BEGIN

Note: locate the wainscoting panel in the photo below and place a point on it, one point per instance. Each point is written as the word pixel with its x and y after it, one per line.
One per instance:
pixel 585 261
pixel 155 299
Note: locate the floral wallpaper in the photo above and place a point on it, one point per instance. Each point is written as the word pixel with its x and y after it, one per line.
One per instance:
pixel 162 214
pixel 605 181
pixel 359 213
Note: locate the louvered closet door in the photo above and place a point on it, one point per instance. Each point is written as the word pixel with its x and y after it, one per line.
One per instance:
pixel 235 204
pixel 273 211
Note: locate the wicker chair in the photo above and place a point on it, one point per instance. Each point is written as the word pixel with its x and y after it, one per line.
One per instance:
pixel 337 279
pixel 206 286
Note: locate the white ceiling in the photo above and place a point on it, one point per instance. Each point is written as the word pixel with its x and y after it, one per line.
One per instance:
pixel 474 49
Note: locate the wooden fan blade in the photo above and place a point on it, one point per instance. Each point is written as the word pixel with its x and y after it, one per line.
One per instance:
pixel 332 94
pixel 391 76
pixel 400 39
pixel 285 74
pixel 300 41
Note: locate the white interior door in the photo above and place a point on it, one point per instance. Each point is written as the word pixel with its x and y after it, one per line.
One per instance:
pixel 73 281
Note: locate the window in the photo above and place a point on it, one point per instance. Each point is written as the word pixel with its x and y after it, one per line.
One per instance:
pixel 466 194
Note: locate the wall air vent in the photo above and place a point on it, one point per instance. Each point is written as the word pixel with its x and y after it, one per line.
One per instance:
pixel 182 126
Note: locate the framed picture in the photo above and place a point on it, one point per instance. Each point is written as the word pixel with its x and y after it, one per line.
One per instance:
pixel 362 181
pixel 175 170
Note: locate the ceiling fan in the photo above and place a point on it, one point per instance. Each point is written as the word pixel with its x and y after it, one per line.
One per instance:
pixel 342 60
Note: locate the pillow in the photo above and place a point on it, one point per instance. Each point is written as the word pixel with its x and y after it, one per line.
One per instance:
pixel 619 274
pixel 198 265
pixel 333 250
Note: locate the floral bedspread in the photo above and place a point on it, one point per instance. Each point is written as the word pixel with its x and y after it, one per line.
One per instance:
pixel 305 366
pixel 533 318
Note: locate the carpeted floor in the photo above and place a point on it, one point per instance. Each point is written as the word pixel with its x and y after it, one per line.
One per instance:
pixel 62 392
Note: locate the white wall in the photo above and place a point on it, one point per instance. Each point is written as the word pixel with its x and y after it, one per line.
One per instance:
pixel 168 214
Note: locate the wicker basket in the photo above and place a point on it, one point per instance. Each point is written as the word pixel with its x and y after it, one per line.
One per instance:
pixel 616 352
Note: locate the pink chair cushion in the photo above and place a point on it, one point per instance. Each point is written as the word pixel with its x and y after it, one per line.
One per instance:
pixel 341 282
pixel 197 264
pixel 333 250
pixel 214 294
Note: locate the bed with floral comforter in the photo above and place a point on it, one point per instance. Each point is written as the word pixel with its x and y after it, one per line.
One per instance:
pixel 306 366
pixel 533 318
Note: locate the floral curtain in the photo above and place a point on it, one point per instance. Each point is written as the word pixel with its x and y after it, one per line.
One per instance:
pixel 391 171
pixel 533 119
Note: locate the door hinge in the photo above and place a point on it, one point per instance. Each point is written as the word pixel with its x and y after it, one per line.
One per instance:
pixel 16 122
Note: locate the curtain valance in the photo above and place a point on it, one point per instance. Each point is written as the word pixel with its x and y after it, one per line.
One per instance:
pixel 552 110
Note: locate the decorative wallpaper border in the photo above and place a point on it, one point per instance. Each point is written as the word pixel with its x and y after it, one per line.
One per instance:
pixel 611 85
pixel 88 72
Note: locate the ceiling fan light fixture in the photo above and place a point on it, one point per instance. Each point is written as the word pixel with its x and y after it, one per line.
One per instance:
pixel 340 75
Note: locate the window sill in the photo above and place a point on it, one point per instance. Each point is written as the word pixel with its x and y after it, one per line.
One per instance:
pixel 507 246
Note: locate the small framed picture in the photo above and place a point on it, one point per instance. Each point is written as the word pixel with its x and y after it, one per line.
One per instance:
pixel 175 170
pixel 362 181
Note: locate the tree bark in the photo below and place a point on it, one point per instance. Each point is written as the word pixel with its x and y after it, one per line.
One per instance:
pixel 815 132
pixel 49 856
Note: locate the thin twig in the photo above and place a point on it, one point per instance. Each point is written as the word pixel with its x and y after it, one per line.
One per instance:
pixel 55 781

END

#### Activity:
Copy each record exactly, leaving nothing out.

#### Reply to the exercise:
Note: locate the wainscoting panel in the photo below and place a point on it, one point per instance. Each point is written as the word pixel with its x and y after it, one per line.
One per instance:
pixel 585 261
pixel 155 299
Note: locate the floral wallpaper in the photo above and place a point on it, one point per instance. Each point is written as the word pixel with its x and y after it, one per line.
One per instance:
pixel 162 214
pixel 605 181
pixel 359 213
Note: locate the louvered closet door in the photo above and place a point on it, one point per instance. Each point is written as the word pixel with its x and y after it, one per line.
One per instance:
pixel 235 204
pixel 273 211
Note: locate the wicker chair in the photo above and place a point on it, one point per instance. Each point is written as the word pixel with its x and y after it, one per line.
One per instance:
pixel 337 279
pixel 206 286
Note: locate the white ceiling in the photo above and place a point on it, one point per instance. Each point is written as the word pixel with its x and y after it, one per line.
One per instance:
pixel 474 49
Note: locate the wooden fan blade in the photo above and place a point on it, one point per instance. Each point is written as the word pixel with its x and y after it, one per line.
One per instance:
pixel 332 94
pixel 391 76
pixel 400 39
pixel 285 74
pixel 300 41
Note: locate the white interior door in the photo above and place a point on it, one point per instance. Each point is written as the word pixel with its x and y after it, one per line.
One per instance:
pixel 73 281
Note: locate the window in the photo above and place a point on it, one point per instance. Each point is written as the word pixel with its x and y after it, one per line.
One per instance:
pixel 466 194
Note: locate the wall air vent in the photo above and place a point on it, one point per instance. Each point is written as the word pixel with its x and y after it, one per line.
One per instance:
pixel 182 126
Note: locate the framed picture in the photo above and place a point on it, one point per instance. Each point is written as the word pixel with its x and y after it, one per line.
One per instance:
pixel 362 181
pixel 175 170
Note: locate the ceiling fan in the photo above and place a point on it, one point per instance. Each point is written as the word pixel with its x and y after it, one per line.
One per instance:
pixel 342 60
Note: locate the pillow in the photo above and place a point on it, one point per instance. Each point is written as the word pixel with its x and y after it, one per line.
One per instance:
pixel 619 274
pixel 198 265
pixel 333 250
Note: locate the floral bedspread in the photo above and place a point on it, one point per instance. Each point is written as the word pixel with its x and y after it, one per line.
One per instance:
pixel 305 366
pixel 533 318
Note: locate the carpeted floor in the photo above and place a point on it, one point per instance. Each point is written as the word pixel with its x and y after it, one per line.
One per instance:
pixel 62 392
Note: locate the white wall in the photo above and place a point on it, one point per instance. Each point is written as the word pixel with its x and y after it, one per line.
One per instance:
pixel 168 214
Note: locate the wicker basket in the photo above and place a point on it, one point per instance. Each point is written as the word pixel with its x and y after it, one per line.
One per instance:
pixel 616 352
Note: locate the pink chair cushion in the photo above and place a point on it, one point per instance. Each point is written as the word pixel with its x and y after it, one per line.
One per instance:
pixel 341 282
pixel 197 264
pixel 333 250
pixel 214 294
Note: locate the bed with floral comforter in the photo above and place a point on it, one point per instance. Each point is written as the word pixel with its x and y after it, one per line.
One per instance:
pixel 306 366
pixel 533 318
Note: locate the floral curtain in the photo above and place a point on it, one point per instance. Each point is written as the word pixel with its x and y after it, one per line.
One per instance:
pixel 391 171
pixel 533 119
Note: locate the door hinge in the photo above and place a point on it, one point per instance. Each point is written as the word pixel with its x and y after it, one per line.
One per instance:
pixel 16 122
Note: locate the curtain valance in the photo above and place a point on it, one point per instance. Each point is written as the word pixel with its x and y after it, one per line.
One per instance:
pixel 552 110
Note: locate the decorative wallpaper border in the photo above and place a point on it, one point per instance. Each point is written as the word pixel with its x and y after it, one per line.
One per instance:
pixel 611 85
pixel 88 72
Note: locate the ceiling fan light fixture in the photo above and place a point on it, one point per instance. Each point is written as the word pixel with its x and y after it, one per line.
One per instance:
pixel 340 75
Note: locate the window sill in the photo above and place a point on it, one point per instance. Each point is written as the word pixel with its x and y after it, one per line.
One per instance:
pixel 507 246
Note: locate the small framed picture in the photo above and place a point on it, one point per instance. Each point is written as the word pixel with its x and y after it, one per line.
One per instance:
pixel 175 170
pixel 362 181
Note: locate the tree bark in the photo below and place a point on it, one point per instance. Each point is written as the word pixel with its x and y after it, one per line.
One per instance:
pixel 815 132
pixel 49 856
Note: locate the thin twig in the photo above and place a point on it, one point per instance. Each point is written as the word pixel with its x and y after it, one per line.
One per instance:
pixel 55 781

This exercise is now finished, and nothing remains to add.